SUPPLIED TEXT:
Hydrogen and battery truck maker Nikola has warned that it may have to “terminate our operations” in the next 12 months after racking up an accumulated deficit of about $2bn and admitting it expects “continuing losses for the foreseeable future”.
“We are an early stage company with a history of losses, expect to incur significant expenses and continuing losses for the foreseeable future, and there is substantial doubt that we will have sufficient funds to satisfy our obligations through the next 12 months from the date of this report,” the Delaware-based company admitted in an obligatory 10-K filing to the US Securities and Exchange Commission (SEC) last Thursday.
“We incurred net losses of $784.2 million and $690.4 million for the years ended December 31, 2022 and 2021, respectively, and have an accumulated deficit of approximately $2.0 billion from the inception of Nikola Corporation,” it explained.
“We believe that we will continue to incur operating and net losses each quarter until at least the time we begin to generate significant margin from our trucks, which may not happen.”
The filing says that the company — whose founding CEO Trevor Milton has been convicted of fraud for lying to investors — has determined “there is substantial doubt that we will have sufficient funds to satisfy our obligations through the next twelve months”.
“Our ability to continue as a going concern is dependent on our ability to obtain the necessary financing to meet our obligations and repay our liabilities arising from the ordinary course of business operations when they become due.
“The outcome of these matters cannot be predicted with any certainty at this time. If we are unable to raise sufficient capital when needed, our business, financial condition and results of operations will be materially and adversely affected, and we will need to significantly modify or terminate our operations and our planned business activities.”
Nikola revealed in its company presentation last week that it expects to spend about $580m-$705m in cash in 2023, far more than the $323m of cash it held at the end of 2022.
Despite signing off on the SEC filing, Nikola chief financial officer Kim Brady has said that the document merely reflects the opinions of its auditor, Ernst & Young, and that the company fundamentally disagrees with its assessments, stating that it is merely “accounting language” unreflective of reality.
Nikola explains in the filing that it is working hard to obtain “the required funding for future operations” in three ways — through an equity distribution agreement (ie, allowing a third-party to distribute shares) with the Citigroup investment bank; a second common stock purchase agreement (ie, the sale of more shares) with investment firm Tumim Stone Capital; and the sale of additional unsecured senior convertible notes to existing investors. (Owners of senior convertible notes get priority in repayment over holders of other kinds of debt in the event of bankruptcy, but if the company does well, the owners can convert their notes into valuable shares.)
But as the company’s share price has tanked — trading at $2.22 at time of publication, from a high of $65.90 in June 2020 — securing this additional funding “cannot be assured”, it admits.
“However, the ability to access the equity distribution agreement and second common stock purchase agreement are dependent on our common stock trading volumes and the market price of our common stock, which cannot be assured, and as a result cannot be included as sources of liquidity for our ASC 205-40 analysis.”
And it adds: “Our potential future profitability is dependent upon the successful development and successful commercial introduction and acceptance of our trucks and our hydrogen station platform, which may not occur.”
Brady said he disagrees with this assessment, telling specialist publication Freight Waves on Saturday: “The access to capital markets is not any worse than in 2022. And [it] likely could get better in the second half of 2023. Nothing has really changed in Nikola’s liquidity situation from 2021 to the end of 2022.”

STORED ROWS:

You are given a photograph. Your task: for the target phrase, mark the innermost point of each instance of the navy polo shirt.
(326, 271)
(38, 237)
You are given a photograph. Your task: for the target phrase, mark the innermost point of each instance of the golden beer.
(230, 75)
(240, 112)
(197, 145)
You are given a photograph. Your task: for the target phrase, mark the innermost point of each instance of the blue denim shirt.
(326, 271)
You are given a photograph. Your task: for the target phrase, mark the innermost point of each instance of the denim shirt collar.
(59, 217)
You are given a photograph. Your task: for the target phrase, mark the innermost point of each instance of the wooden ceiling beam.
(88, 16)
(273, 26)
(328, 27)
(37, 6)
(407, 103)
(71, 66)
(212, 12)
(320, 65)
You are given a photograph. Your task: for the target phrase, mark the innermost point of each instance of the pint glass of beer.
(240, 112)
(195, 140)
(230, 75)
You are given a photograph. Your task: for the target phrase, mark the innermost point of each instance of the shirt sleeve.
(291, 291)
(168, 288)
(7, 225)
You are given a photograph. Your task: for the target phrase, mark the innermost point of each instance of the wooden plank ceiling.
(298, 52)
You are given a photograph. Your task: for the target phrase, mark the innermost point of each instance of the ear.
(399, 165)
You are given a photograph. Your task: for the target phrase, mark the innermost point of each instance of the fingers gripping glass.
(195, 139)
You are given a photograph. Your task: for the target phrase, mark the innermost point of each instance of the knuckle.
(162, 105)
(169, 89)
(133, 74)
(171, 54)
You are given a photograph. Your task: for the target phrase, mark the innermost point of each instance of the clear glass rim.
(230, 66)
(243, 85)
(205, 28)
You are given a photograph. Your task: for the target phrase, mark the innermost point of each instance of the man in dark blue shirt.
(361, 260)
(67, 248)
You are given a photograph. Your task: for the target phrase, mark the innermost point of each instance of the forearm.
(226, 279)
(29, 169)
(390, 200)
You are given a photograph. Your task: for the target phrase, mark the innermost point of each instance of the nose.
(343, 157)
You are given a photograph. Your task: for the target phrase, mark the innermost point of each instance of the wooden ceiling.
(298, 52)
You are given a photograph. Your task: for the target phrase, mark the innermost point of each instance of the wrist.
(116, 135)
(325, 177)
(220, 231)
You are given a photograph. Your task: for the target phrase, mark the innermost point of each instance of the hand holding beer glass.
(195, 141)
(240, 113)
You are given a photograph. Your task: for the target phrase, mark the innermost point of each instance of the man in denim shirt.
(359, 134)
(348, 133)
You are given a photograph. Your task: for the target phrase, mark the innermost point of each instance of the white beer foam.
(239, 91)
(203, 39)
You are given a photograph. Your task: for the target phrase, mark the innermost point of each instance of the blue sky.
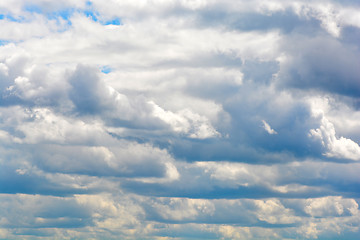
(181, 119)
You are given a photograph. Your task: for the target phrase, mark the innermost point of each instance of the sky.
(179, 119)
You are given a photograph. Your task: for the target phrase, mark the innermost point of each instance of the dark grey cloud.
(231, 120)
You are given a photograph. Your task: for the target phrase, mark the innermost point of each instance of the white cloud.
(267, 128)
(335, 147)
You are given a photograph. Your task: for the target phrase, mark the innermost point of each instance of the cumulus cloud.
(179, 119)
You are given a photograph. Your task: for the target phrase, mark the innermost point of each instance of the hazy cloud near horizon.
(180, 119)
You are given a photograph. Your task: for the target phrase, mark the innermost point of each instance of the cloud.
(179, 119)
(268, 128)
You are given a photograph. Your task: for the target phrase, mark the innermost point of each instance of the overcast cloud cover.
(179, 119)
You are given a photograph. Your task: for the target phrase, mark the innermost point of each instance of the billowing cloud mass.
(179, 119)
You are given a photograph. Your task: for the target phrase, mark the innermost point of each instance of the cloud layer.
(179, 119)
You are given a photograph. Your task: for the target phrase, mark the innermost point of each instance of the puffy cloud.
(179, 119)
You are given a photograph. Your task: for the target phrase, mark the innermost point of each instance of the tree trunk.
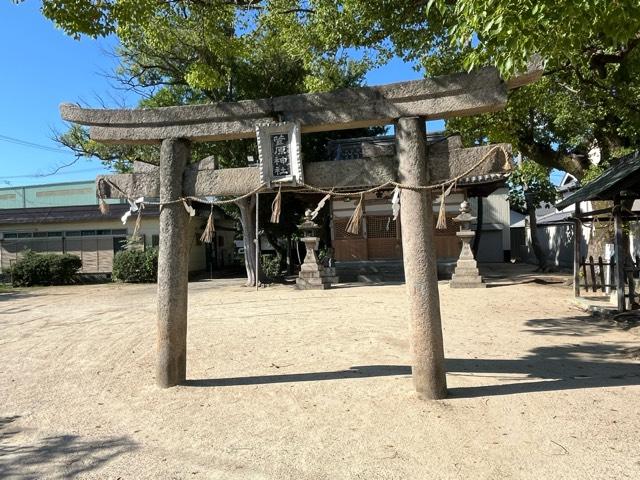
(479, 221)
(535, 243)
(247, 219)
(280, 250)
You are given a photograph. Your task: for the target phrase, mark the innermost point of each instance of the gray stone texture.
(173, 267)
(420, 268)
(313, 276)
(466, 274)
(446, 160)
(433, 98)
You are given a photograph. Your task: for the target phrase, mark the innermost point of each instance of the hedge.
(45, 269)
(136, 266)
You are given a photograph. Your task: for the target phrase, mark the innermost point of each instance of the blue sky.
(41, 68)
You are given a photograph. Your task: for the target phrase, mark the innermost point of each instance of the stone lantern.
(466, 274)
(313, 276)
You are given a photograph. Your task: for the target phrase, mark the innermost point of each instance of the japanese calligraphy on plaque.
(279, 149)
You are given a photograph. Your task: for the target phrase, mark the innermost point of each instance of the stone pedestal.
(466, 274)
(314, 276)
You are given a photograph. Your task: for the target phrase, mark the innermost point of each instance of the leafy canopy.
(529, 186)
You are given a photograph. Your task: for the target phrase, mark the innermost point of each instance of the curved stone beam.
(433, 98)
(202, 179)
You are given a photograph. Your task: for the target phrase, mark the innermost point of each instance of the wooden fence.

WORK TO DO:
1. According to the Nikola article, how much cash did the company hold at the end of 2022?
2. Write the next part of the Nikola article, picking up after its final sentence.

TASK RESPONSES:
1. $323 million.

2.
The filing then sets out the company’s plans for growth — which basically consists of manufacturing and selling its trucks and developing and deploying hydrogen fuelling stations.
“Because we incur the costs and expenses from these efforts and other efforts before we receive any incremental revenue with respect thereto, our losses in future periods will be significant,” it explains.
“In addition, these efforts have and may continue to be more expensive than we currently anticipate and these efforts may not result in sufficient revenue if customers do not purchase or lease our trucks in sufficient volume, which would further increase our losses.”
The company goes on to make 25 pages of further warnings, including:
- “We may be unable to adequately control the costs associated with our operations.”
- “Our business model has yet to be tested and any failure to commercialize our strategic plans would have an adverse effect on our operating results and business, harm our reputation and could result in substantial liabilities that exceed our resources… Any investment in our company is therefore highly speculative and could result in the loss of your enture investment.”
- “Our limited operating history makes evaluating our business and future prospects difficult and may increase the risk of your investment.
- “There are no assurances that we will be able to secure future business with the major trucking companies or with independent truck drivers.”
- “It is difficult to predict our future revenue and appropriately budget for our expenses, and we have limited insight into trends that may emerge and affect our business.”
- “We will need to raise additional funds and these funds may not be available to us when we need them.”
- “If the market for our BEV [battery electric vehicle] and FCEV [hydrogen-powered fuel-cell electric vehicle] trucks does not develop at the rate or to the extent that we expect, our business, prospects, financial condition and operating results will be harmed.
- “The market for alternative fuel and electric trucks is new and untested and is characterized by rapidly changing technologies, price competition, numerous competitors or potential competitors, evolving government regulation and industry standards and uncertain customer demands and behaviors.”
- “If we fail to manage our future growth effectively, we may not be able to market and sell our vehicles successfully.”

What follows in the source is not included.